▸ Selected text
-=-=-=-=-

Sialic Acid Storage Disease | Symptoms & Causes
What are the symptoms of sialic acid storage disease?
Manifestations of sialic acid storage disease can vary significantly depending on the subtype of the disease a child has. Features of infantile free sialic acid storage disease (ISSD) appear immediately or shortly after birth and progress more rapidly than symptoms in other subtypes. Children diagnosed with Salla disease or intermediate severe Salla disease typically develop symptoms in the first year of life.
Signs and symptoms include:
- poor muscle tone (hypotonia)
- enlarged organs (organomegaly)
- failure to gain weight and length (failure to thrive)
- distinct facial features (coarse facial features)
- seizures
- intellectual disability
- bone malformations
- difficulty with movement and balance (ataxia)
- abnormal tensing of muscles (spasticity)
- involuntary writhing movements of the limbs (athetosis)
What causes sialic acid storage disease in children?
In all three subtypes of sialic acid storage disease, a genetic variation in the gene known as SLC17A5 results in the dysfunction of a specialized protein known as sialin. Sialin is located in the lysosomes of cells. Under normal conditions, this protein helps to remove sialic acid produced during the breakdown of certain fats and proteins from the lysosomes and transport it to other parts of the cell. In individuals with sialic acid storage disease, dysfunctional sialin prevents the removal of sialic acid from the lysosomes, resulting in an abnormal accumulation of the substance which eventually causes signs and symptoms of disease.

-=-=-=-=-

▸ Exercise instructions
- 1) Decide whether each statement below agrees with the page on sialic acid storage disease, answering yes or no and quoting the deciding words of the page. (a) Features of ISSD progress more rapidly than symptoms in the other subtypes. (b) Sialin is found in the nucleus of cells. (c) Children with Salla disease usually develop symptoms in their first year of life.
- 2) Carry on the page on sialic acid storage disease from where it stops.

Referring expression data
-=-=-=-=-

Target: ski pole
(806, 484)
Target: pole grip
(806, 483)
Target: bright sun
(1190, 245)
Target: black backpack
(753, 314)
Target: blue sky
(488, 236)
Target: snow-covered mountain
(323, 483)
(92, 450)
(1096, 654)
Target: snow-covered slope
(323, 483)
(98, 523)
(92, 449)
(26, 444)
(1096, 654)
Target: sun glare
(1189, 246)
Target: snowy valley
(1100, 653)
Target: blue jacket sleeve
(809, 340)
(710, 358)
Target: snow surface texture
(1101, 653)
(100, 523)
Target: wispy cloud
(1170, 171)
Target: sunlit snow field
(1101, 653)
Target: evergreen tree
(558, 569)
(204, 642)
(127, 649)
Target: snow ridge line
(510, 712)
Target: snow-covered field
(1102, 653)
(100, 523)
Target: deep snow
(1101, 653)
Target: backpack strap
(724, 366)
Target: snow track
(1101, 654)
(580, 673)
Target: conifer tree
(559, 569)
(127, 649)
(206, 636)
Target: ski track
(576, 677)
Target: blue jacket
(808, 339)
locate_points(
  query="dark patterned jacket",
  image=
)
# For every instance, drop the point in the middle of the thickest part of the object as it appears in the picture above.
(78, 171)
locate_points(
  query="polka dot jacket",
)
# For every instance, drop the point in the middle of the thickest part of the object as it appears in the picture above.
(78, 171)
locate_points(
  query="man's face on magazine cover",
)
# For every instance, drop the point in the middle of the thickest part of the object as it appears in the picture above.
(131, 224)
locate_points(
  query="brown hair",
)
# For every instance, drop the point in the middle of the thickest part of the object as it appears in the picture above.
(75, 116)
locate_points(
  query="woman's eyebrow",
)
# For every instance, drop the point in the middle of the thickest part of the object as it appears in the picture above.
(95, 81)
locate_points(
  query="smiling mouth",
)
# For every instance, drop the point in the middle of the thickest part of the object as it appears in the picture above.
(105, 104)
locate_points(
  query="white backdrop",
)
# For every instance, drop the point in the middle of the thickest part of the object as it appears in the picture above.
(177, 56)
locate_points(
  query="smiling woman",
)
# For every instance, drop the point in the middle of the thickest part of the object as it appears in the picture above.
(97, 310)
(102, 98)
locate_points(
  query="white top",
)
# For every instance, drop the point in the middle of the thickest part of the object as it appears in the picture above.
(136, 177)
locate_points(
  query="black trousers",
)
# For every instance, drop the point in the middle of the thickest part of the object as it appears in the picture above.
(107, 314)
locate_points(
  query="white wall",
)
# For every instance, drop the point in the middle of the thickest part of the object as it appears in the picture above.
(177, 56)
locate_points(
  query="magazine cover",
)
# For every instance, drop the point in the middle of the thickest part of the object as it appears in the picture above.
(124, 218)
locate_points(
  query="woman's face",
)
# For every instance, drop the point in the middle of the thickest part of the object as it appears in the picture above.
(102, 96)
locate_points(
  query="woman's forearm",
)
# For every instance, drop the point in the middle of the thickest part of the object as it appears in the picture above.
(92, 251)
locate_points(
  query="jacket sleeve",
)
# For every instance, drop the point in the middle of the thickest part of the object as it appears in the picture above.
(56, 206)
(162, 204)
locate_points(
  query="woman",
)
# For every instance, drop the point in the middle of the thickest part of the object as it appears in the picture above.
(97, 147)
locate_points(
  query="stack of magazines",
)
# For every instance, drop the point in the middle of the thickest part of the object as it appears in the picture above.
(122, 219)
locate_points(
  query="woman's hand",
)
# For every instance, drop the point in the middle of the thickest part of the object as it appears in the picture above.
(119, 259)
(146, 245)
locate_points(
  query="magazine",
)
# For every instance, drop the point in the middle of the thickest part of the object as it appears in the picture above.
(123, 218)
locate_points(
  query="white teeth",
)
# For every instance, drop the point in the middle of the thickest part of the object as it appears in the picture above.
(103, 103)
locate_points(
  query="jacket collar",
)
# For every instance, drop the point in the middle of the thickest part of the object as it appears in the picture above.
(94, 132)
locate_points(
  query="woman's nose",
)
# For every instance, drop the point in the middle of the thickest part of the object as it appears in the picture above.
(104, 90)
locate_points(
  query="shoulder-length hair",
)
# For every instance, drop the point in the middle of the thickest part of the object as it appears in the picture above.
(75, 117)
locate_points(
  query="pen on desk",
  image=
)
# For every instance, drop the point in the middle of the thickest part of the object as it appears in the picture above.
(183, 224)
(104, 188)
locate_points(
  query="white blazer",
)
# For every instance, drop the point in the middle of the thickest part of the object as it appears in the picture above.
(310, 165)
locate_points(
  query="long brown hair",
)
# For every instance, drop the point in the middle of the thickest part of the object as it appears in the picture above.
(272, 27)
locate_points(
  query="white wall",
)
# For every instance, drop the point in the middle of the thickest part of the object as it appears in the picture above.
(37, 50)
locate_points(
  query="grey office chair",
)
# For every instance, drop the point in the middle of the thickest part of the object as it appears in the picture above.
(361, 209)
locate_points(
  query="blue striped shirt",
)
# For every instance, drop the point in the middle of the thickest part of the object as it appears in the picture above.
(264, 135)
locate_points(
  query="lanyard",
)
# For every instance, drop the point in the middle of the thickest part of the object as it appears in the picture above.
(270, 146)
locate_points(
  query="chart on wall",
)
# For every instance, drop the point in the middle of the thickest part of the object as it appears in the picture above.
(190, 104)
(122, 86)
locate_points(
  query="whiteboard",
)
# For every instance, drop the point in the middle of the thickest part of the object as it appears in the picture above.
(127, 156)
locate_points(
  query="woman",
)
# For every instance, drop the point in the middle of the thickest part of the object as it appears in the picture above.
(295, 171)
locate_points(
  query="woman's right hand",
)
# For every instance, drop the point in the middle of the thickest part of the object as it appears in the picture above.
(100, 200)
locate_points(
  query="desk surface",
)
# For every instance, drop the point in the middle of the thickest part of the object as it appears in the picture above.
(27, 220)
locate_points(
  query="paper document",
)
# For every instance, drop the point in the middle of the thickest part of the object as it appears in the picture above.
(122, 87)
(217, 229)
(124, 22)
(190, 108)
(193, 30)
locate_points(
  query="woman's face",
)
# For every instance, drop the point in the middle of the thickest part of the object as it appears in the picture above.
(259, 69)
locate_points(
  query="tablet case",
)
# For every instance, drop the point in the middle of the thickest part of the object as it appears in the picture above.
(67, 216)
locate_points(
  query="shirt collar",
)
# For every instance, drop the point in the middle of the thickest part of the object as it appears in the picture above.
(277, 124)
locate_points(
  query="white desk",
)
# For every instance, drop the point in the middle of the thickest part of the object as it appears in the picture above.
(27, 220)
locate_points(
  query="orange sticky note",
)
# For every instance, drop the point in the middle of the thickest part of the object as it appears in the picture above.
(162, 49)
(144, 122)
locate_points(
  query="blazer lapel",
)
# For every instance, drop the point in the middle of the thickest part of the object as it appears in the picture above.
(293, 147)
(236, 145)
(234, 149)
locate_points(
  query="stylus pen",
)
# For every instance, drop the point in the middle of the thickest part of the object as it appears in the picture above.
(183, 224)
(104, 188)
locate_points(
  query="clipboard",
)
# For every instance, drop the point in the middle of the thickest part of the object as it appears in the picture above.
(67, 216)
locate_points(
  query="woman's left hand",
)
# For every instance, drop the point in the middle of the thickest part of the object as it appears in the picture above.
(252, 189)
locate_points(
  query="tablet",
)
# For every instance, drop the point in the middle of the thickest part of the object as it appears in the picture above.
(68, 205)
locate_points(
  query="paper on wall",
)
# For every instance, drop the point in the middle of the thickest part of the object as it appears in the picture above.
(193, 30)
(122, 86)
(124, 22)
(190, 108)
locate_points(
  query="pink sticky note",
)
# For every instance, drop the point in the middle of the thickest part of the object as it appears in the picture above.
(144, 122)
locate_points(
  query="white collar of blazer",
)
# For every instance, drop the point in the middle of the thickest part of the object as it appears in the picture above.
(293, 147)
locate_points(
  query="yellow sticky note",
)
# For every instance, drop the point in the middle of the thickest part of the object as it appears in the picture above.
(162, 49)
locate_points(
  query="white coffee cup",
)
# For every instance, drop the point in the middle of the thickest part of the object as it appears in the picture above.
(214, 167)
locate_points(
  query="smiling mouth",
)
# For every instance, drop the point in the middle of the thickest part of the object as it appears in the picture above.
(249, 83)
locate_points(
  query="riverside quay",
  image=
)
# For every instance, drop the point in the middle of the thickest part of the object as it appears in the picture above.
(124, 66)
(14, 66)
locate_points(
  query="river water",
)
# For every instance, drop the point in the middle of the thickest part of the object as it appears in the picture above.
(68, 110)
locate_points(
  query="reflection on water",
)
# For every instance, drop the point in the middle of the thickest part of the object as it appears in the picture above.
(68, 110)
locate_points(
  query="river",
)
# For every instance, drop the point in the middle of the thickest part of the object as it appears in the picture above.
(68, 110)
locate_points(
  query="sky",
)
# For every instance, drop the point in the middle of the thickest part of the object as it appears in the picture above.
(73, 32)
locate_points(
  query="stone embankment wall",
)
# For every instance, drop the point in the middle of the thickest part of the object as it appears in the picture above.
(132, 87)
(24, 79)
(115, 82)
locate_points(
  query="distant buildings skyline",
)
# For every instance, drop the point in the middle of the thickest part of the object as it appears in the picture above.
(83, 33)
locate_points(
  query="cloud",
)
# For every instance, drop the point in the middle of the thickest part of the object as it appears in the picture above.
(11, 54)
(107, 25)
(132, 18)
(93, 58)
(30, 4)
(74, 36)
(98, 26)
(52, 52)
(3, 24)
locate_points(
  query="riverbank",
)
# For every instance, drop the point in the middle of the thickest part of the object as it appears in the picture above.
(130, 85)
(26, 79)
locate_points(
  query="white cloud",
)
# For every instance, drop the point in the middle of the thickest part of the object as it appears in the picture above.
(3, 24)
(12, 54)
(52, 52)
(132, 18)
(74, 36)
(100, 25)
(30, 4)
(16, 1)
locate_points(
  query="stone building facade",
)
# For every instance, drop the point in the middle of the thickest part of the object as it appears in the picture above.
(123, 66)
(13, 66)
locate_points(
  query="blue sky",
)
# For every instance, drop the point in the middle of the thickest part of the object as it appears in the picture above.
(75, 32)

-=-=-=-=-

▸ Expected results
- 1)
(a) Yes: "Features of infantile free sialic acid storage disease (ISSD) appear immediately or shortly after birth and progress more rapidly than symptoms in other subtypes."
(b) No: "Sialin is located in the lysosomes of cells."
(c) Yes: "Children diagnosed with Salla disease or intermediate severe Salla disease typically develop symptoms in the first year of life."

- 2)
Sialic acid storage disease is inherited in an autosomal recessive pattern, which means that an affected child has received one defective copy of the SLC17A5 gene from each of their parents.
Sialic Acid Storage Disease | Diagnosis & Treatments
How do we treat sialic acid storage disease?
There are currently no approved therapies to reverse the effects of any subtype of multiple sialic acid storage disease. Current approaches to sialic acid storage disease involve interdisciplinary collaboration to provide supportive therapies and targeted management for specific symptoms.
How we care for sialic acid storage disease
At the Boston Children’s Lysosomal Storage Disorders (BoLD) Program, our team of providers is committed to the care of complex patients. As part of Boston Children’s Hospital, we are prepared to meet the challenge of providing multifaceted care by partnering with you and your child to deliver direct care in our BoLD clinic. We work with the broad array of world-class specialists at Boston Children’s to optimize the care we provide your child with sialic acid storage disease.